Exercise objective — Recast the items starting at the line containing "railway track — where?" and ending at the line containing "221,78 -> 303,145" (both included) as a two-column CSV with the columns input and output. Give one row per item, with its text in input and its answer in output, each as one quoted field with line breaks turned into spaces.

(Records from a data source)
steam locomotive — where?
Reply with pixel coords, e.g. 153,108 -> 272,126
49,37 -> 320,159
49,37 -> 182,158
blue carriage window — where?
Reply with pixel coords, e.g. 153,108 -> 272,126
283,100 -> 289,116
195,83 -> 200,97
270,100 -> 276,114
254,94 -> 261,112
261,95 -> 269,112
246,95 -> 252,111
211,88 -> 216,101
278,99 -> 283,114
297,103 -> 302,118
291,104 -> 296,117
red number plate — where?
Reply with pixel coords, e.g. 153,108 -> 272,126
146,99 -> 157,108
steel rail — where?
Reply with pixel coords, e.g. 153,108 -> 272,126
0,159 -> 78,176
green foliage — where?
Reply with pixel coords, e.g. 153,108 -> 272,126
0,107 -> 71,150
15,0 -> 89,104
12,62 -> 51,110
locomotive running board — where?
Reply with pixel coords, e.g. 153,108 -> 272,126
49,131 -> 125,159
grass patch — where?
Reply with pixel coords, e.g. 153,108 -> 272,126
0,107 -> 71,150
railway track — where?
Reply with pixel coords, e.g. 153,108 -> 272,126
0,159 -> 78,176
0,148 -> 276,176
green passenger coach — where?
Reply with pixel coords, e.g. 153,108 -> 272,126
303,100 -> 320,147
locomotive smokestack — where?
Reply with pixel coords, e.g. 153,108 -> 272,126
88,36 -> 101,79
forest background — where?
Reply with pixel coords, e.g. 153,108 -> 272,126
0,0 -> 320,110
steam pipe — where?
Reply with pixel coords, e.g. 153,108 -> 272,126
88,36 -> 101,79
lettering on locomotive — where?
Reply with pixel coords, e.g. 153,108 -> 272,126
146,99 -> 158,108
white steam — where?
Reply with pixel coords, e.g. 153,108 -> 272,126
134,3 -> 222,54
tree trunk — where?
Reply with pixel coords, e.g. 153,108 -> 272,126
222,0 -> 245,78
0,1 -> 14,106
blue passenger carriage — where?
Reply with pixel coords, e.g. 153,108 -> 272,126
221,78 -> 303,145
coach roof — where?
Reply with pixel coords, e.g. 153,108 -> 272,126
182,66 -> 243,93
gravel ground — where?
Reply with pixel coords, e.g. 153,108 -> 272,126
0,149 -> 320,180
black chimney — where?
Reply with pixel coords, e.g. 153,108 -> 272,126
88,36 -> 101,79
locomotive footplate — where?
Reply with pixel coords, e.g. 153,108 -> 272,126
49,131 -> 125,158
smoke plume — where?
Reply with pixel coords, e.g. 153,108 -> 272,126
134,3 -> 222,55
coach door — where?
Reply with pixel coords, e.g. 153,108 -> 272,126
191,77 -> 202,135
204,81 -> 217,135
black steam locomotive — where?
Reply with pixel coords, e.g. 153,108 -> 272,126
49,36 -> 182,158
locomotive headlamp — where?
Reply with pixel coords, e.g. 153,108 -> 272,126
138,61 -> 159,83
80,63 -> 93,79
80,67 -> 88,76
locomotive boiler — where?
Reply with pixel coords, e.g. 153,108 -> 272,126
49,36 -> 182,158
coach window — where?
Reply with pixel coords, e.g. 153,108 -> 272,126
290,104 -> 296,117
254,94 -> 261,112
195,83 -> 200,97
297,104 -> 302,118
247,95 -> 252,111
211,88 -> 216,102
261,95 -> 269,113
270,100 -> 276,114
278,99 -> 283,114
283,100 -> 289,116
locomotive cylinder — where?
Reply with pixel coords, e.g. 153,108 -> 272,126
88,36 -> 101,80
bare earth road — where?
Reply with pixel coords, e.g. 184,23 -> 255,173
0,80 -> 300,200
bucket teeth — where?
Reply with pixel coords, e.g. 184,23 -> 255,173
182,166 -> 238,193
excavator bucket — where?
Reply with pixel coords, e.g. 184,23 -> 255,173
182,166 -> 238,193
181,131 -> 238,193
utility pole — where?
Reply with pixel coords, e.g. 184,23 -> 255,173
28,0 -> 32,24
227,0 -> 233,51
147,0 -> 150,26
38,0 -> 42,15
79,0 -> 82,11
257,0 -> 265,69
* * *
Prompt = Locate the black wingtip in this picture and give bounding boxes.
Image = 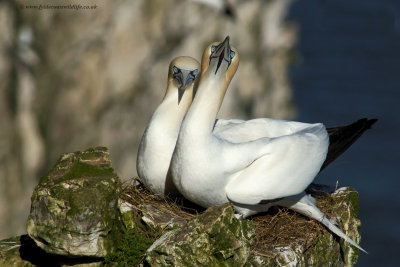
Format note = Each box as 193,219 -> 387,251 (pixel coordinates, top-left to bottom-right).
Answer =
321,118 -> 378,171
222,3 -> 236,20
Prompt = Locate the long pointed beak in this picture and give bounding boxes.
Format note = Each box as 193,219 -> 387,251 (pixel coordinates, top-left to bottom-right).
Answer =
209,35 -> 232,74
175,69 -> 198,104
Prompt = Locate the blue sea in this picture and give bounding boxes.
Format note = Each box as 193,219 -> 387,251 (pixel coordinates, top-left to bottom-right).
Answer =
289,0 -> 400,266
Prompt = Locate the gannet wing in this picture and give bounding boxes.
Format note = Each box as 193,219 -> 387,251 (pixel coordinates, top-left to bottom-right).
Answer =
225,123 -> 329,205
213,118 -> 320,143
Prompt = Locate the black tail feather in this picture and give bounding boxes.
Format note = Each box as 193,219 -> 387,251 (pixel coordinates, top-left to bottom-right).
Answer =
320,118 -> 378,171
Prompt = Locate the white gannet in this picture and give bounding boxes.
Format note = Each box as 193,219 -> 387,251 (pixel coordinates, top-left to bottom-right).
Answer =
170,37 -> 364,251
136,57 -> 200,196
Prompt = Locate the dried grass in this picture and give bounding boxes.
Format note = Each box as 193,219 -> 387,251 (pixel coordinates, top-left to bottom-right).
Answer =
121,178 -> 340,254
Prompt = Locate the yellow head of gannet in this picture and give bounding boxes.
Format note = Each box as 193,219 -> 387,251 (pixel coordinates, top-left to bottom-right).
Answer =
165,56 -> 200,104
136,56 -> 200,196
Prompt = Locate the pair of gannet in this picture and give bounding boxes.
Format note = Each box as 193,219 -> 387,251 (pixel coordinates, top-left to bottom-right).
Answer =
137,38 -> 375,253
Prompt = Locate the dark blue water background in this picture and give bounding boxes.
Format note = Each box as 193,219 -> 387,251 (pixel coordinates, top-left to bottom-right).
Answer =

Response —
input,output
"railway track — where? Reply with pixel coords, e.g. 153,108 -> 272,126","0,159 -> 78,176 0,148 -> 276,176"
"green passenger coach — where? Reply with pixel coords, e.g. 153,108 -> 272,126","303,100 -> 320,147"
"locomotive smokestack — where? Reply with pixel coords, e.g. 153,108 -> 272,126","88,36 -> 101,79"
"forest background — where? Reply with pixel coords, e.g. 153,108 -> 272,126","0,0 -> 320,110"
"steam pipe — where? Reply with pixel coords, e.g. 153,108 -> 272,126","88,36 -> 101,79"
"lettering on locomotive — where? Reply with pixel coords, e.g. 153,108 -> 272,126","146,99 -> 158,108"
"white steam — where? Reply with pixel coords, e.g. 153,108 -> 272,126","134,3 -> 222,54"
"tree trunk — where? Reply with pixel coords, e.g. 153,108 -> 272,126","222,0 -> 245,78 0,1 -> 14,106"
"blue passenger carriage — where? Reply with pixel coords, e.g. 153,108 -> 272,126","221,78 -> 303,145"